掲載本文 →
▼▼▼

Blog建築家が考える
プレミアムリフォーム・リノベーション

Architects think of Premium Reform & Renovation

高級マンションリフォーム・リノベーションの設計とデザインについて。
そのプロセスとノウハウを余すところなく公開しています。

突板塗装仕上げサンプル×50枚以上

港区R邸

仕上げ材について、お客さまが大きなこだわりを持っていらっしゃる港区R邸プロジェクトでは、大量の仕上げ材をサンプルを依頼したり、作って貰ったりしています。特に作り付け家具や扉については、材料や色味だけでなく、違ったツヤのサンプルも見てみたいとのことで、造作家具と建具をリフォームキューの下請けでお願いしているニシザキ工芸さんには沢山の突板塗装サンプルを作って貰いました。

お願いした突板は、オーソドックスなホワイトオークやタモやウォールナット、それに高級突板のシャム柿や黒檀、ゼブラウッドやワンダー黒檀(人造コクタン)などで、生地のままのものだけでなく、指定色で染色してもらったり、ツヤを3分-7分あるいは5部-鏡面と塗り分けて貰っています。また、塗りつぶしの鏡面仕上げサンプルも幾つか作って貰っています。

突板塗装サンプル依頼表

こちらは、第一弾として前田君が作ってくれた突板サンプルの注文票です。お客さまが気に入ってくださっている素材と色合わせをしたり、お子さまの部屋などではダイノックシートに合わせた色味などもお願いしています。このあと追加でお願いしたものを合わせると、実に50枚以上のサンプルを作って貰ったことになります(実際にはお客さま分もあるので、その倍の100枚以上!)。

▲▲▲

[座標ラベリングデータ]
▼▼▼

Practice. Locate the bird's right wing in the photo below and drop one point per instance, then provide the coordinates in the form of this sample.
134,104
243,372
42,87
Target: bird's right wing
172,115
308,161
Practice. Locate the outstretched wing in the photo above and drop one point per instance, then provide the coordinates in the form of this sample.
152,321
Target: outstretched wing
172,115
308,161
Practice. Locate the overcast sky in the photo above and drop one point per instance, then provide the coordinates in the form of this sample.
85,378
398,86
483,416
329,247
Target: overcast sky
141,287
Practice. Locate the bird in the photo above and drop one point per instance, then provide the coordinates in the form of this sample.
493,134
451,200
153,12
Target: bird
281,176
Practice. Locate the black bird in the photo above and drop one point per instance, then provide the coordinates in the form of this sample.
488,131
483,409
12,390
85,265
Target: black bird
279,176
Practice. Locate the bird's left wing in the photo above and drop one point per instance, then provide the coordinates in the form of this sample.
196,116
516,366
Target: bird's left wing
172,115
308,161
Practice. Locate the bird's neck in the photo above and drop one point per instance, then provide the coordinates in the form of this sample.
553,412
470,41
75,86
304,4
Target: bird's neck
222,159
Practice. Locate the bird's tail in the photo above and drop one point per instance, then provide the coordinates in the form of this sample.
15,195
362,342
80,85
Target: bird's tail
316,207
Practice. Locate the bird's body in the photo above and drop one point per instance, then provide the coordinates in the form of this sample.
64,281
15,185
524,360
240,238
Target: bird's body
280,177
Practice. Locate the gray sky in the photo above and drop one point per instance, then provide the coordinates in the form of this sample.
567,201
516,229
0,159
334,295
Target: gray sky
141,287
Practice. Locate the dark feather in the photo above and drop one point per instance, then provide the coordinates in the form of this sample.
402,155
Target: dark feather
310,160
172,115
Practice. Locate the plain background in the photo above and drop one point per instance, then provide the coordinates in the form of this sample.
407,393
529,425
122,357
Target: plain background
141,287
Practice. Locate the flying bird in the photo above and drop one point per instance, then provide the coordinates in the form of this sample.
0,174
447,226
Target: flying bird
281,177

▲▲▲

解くべき問題 →
1. 突板サンプルの文章のうち、「そのプロセスとノウハウを余すところなく公開しています。」から「も幾つか作って貰っています。」までを、両端を含めて一字一句そのまま書き写すこと。
2. リストのうち、「Practice. Locate the black」を含む行からリストの最後の行までを、両端を含めてそのまま繰り返すこと。

解答一覧 →
1.
そのプロセスとノウハウを余すところなく公開しています。

突板塗装仕上げサンプル×50枚以上

港区R邸

仕上げ材について、お客さまが大きなこだわりを持っていらっしゃる港区R邸プロジェクトでは、大量の仕上げ材をサンプルを依頼したり、作って貰ったりしています。特に作り付け家具や扉については、材料や色味だけでなく、違ったツヤのサンプルも見てみたいとのことで、造作家具と建具をリフォームキューの下請けでお願いしているニシザキ工芸さんには沢山の突板塗装サンプルを作って貰いました。

お願いした突板は、オーソドックスなホワイトオークやタモやウォールナット、それに高級突板のシャム柿や黒檀、ゼブラウッドやワンダー黒檀(人造コクタン)などで、生地のままのものだけでなく、指定色で染色してもらったり、ツヤを3分-7分あるいは5部-鏡面と塗り分けて貰っています。また、塗りつぶしの鏡面仕上げサンプルも幾つか作って貰っています。

2.
Practice. Locate the black bird in the photo above and drop one point per instance, then provide the coordinates in the form of this sample.
488,131
483,409
12,390
85,265
Target: black bird
279,176
Practice. Locate the bird's left wing in the photo above and drop one point per instance, then provide the coordinates in the form of this sample.
196,116
516,366
Target: bird's left wing
172,115
308,161
Practice. Locate the bird's neck in the photo above and drop one point per instance, then provide the coordinates in the form of this sample.
553,412
470,41
75,86
304,4
Target: bird's neck
222,159
Practice. Locate the bird's tail in the photo above and drop one point per instance, then provide the coordinates in the form of this sample.
15,195
362,342
80,85
Target: bird's tail
316,207
Practice. Locate the bird's body in the photo above and drop one point per instance, then provide the coordinates in the form of this sample.
64,281
15,185
524,360
240,238
Target: bird's body
280,177
Practice. Locate the gray sky in the photo above and drop one point per instance, then provide the coordinates in the form of this sample.
567,201
516,229
0,159
334,295
Target: gray sky
141,287
Practice. Locate the dark feather in the photo above and drop one point per instance, then provide the coordinates in the form of this sample.
402,155
Target: dark feather
310,160
172,115
Practice. Locate the plain background in the photo above and drop one point per instance, then provide the coordinates in the form of this sample.
407,393
529,425
122,357
Target: plain background
141,287
Practice. Locate the flying bird in the photo above and drop one point per instance, then provide the coordinates in the form of this sample.
0,174
447,226
Target: flying bird
281,177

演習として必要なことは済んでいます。